### PROBLEM TO SOLVE
Go through the records below and copy out each line that contains the string "bough", matching its case exactly.

· · · ·

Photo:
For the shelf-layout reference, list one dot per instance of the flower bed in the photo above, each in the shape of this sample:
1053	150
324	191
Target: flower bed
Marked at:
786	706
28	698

· · · ·

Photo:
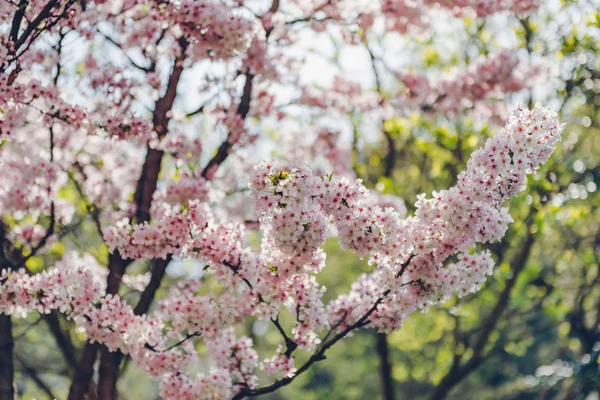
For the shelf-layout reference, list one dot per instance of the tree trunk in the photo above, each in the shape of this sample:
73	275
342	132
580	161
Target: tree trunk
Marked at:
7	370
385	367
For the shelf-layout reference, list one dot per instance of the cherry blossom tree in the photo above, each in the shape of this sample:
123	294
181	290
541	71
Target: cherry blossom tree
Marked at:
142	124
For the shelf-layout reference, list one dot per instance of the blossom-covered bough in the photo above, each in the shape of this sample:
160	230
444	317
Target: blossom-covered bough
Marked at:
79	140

· · · ·

### EXPECTED OUTPUT
For the shelf-layout reference, list one dot per instance of the blossom-covered bough in the photo above, each in the shape of this sample:
Target: blossom-covered bough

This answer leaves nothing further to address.